Task to complete — Could you set out every one of the records below as a numbered list, skipping blank lines and leaving out the pictures?

Entries —
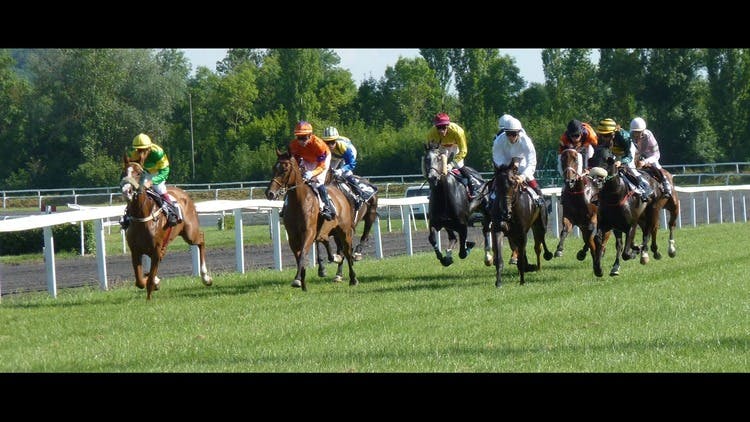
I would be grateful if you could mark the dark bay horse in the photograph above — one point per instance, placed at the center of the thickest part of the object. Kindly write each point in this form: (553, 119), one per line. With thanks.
(577, 192)
(620, 209)
(302, 219)
(650, 218)
(450, 208)
(148, 234)
(514, 212)
(367, 212)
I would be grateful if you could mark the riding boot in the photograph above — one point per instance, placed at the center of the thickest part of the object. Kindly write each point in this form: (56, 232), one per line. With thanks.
(169, 210)
(329, 212)
(646, 189)
(667, 188)
(358, 194)
(125, 222)
(540, 199)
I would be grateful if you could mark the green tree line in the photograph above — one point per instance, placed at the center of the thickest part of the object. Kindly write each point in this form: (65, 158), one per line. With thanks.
(68, 115)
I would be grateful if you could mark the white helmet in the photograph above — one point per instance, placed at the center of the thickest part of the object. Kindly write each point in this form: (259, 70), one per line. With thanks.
(637, 124)
(513, 124)
(502, 123)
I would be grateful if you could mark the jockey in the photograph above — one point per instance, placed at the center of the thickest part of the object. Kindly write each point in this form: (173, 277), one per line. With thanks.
(621, 146)
(648, 153)
(580, 137)
(451, 137)
(514, 142)
(156, 164)
(315, 159)
(344, 161)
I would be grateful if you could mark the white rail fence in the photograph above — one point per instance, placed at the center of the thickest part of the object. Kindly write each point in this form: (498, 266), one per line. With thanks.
(697, 196)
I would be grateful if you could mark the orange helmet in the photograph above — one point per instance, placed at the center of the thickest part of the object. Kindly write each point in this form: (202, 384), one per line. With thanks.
(303, 128)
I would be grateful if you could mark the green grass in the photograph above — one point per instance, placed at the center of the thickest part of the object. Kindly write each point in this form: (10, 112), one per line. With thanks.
(408, 314)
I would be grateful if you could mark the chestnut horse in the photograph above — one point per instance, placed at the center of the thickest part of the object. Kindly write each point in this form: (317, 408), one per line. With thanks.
(302, 219)
(367, 212)
(148, 234)
(450, 208)
(650, 217)
(514, 212)
(577, 192)
(620, 209)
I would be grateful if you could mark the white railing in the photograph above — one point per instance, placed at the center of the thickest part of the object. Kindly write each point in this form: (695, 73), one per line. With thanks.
(101, 215)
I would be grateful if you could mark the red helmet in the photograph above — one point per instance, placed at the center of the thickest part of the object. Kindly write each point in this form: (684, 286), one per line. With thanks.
(303, 128)
(441, 119)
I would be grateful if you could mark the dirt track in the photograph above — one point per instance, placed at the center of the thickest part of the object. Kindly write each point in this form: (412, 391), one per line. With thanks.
(83, 272)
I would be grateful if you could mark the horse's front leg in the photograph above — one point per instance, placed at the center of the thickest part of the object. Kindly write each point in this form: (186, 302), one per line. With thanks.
(488, 255)
(432, 237)
(497, 252)
(465, 247)
(137, 260)
(153, 281)
(567, 225)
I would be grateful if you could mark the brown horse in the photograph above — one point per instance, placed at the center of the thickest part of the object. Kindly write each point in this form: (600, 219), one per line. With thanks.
(148, 234)
(302, 216)
(367, 212)
(620, 209)
(650, 218)
(513, 214)
(578, 209)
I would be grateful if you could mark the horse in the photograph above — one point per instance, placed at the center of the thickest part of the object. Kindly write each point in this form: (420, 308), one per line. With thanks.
(302, 216)
(367, 212)
(620, 210)
(650, 218)
(514, 212)
(148, 234)
(450, 207)
(578, 210)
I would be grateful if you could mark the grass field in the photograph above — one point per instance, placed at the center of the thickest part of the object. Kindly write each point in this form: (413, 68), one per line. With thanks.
(408, 314)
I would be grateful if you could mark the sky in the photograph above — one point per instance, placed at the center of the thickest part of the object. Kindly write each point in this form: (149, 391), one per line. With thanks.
(371, 62)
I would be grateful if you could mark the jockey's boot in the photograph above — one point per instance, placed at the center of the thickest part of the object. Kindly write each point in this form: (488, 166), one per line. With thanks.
(169, 210)
(667, 188)
(540, 197)
(646, 189)
(125, 222)
(358, 194)
(329, 212)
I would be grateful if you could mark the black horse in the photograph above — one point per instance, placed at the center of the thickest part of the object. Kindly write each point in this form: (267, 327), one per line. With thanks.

Reply to the exercise —
1. I would be grateful if you could mark the dark bay horse in the photograph above — one point per instance, placed at the center of the thickest part of the object. Kindly write each point in this form: (553, 119), one per line. With thanks.
2. (577, 192)
3. (620, 209)
4. (302, 219)
5. (650, 218)
6. (450, 208)
7. (148, 234)
8. (514, 212)
9. (367, 212)
10. I would be grateful if you could mark the riding boot in the photograph above — one point per instance, placed at the center of the thickest part of the object. Kindly write each point in this form: (56, 232), one per line. With thanks.
11. (169, 210)
12. (329, 212)
13. (646, 189)
14. (667, 188)
15. (358, 194)
16. (125, 222)
17. (540, 199)
18. I would be grateful if you could mark the green tree line in the photograph above — one point per instance, placed at the center of the thickest part of the object. Kindly write each point in this form: (65, 158), one per line. With thanks.
19. (68, 115)
20. I would be grateful if you could mark the white helmet in the photograph above — one point per instance, placed at the center of the thickest part of the object. Kindly write each point in this form: (259, 70), one per line. With thanks.
21. (637, 124)
22. (513, 124)
23. (502, 123)
24. I would be grateful if you could mark the jockey in the photograph above — one point per instance, placed at the center of the thickest part of the object. Kindly write each point in this form: (173, 277), one per line. With thanks.
25. (621, 146)
26. (648, 153)
27. (580, 137)
28. (451, 137)
29. (514, 142)
30. (156, 164)
31. (315, 159)
32. (344, 161)
33. I would be grateful if you could mark the white rail fence in the photograph above — one point per instance, placed at the center of the thickest part of the object. Kindly write each point in this form: (498, 266), one per line. With thanks.
34. (697, 196)
35. I would be grateful if you could mark the orange helmet in the photograph above — one point per instance, placed at the center of the thickest part of the object. Kindly write each point in this form: (202, 384), one per line. With thanks.
36. (303, 128)
37. I would be grateful if you could mark the green grass in the photograph above — one point per instance, placed at the center of the thickest part of the object. Kindly write each point in this form: (10, 112), one per line. With thanks.
38. (408, 314)
39. I would be grateful if you could mark the chestnut horse in the photograph above — one point per instance, placed at the center of the thickest part of the object. Kindly write each point in this form: (317, 408), one per line. With thanks.
40. (302, 219)
41. (367, 212)
42. (148, 234)
43. (450, 208)
44. (650, 217)
45. (514, 212)
46. (577, 192)
47. (620, 209)
48. I would be grateful if you could mark the white railing in the photograph above — one point per instance, placed at the center of the thickest part of the object. Kindly write each point in this form: (695, 73), one per line. With thanks.
49. (101, 215)
50. I would be grateful if you could mark the red helmet in the photograph above — one point per instance, placed at the center of the thickest part of the object. Kindly write each point in this form: (684, 286), one per line. With thanks.
51. (303, 128)
52. (441, 119)
53. I would be grateful if you could mark the dirt track in the photograph above — one point per instance, placed at the center of the thickest part of the object. Kindly write each point in this form: (412, 391), one per line. With thanks.
54. (83, 272)
55. I would be grateful if you could mark the horse's front leg in the photograph above — one point per instance, placed at the center of the thickest part of the object. Kindly write each point in this form: (186, 302), one per line. With thanks.
56. (488, 255)
57. (432, 237)
58. (497, 252)
59. (465, 247)
60. (137, 260)
61. (153, 281)
62. (567, 225)
63. I would be grateful if you could mark the brown horse in the photograph above — one point per instance, placed at the center of the thickest part of the object. Kindly write each point in this form: (600, 219), one per line. With thanks.
64. (148, 234)
65. (302, 216)
66. (367, 212)
67. (620, 209)
68. (650, 218)
69. (513, 214)
70. (578, 209)
71. I would be grateful if you could mark the horse in the photograph above — one point per instance, placed at the center of the thickest part of the object. Kindly write each point in this form: (420, 308), one per line. With thanks.
72. (302, 216)
73. (367, 212)
74. (620, 210)
75. (650, 218)
76. (514, 212)
77. (148, 234)
78. (450, 207)
79. (578, 210)
80. I would be grateful if you could mark the grass field in the photograph above — one point per instance, placed at the center of the thickest part of the object. Kindly write each point in this form: (413, 68), one per line. With thanks.
81. (408, 314)
82. I would be grateful if you could mark the sky in the photograph above — one point per instance, placed at the center of the thickest part of the object. Kindly write each point in this form: (149, 391), one per line. With thanks.
83. (371, 62)
84. I would be grateful if you could mark the jockey's boot in the photograph above — one point per instance, placed at the center of the thickest part of the object. Kindly write each point in this form: (488, 166), one per line. With thanks.
85. (169, 210)
86. (667, 188)
87. (540, 197)
88. (646, 189)
89. (125, 222)
90. (358, 194)
91. (329, 212)
92. I would be grateful if you could mark the black horse in the photograph above — one point per instance, placed at the center of the thickest part of the object. Kindly write each point in this form: (267, 327), one per line. With thanks.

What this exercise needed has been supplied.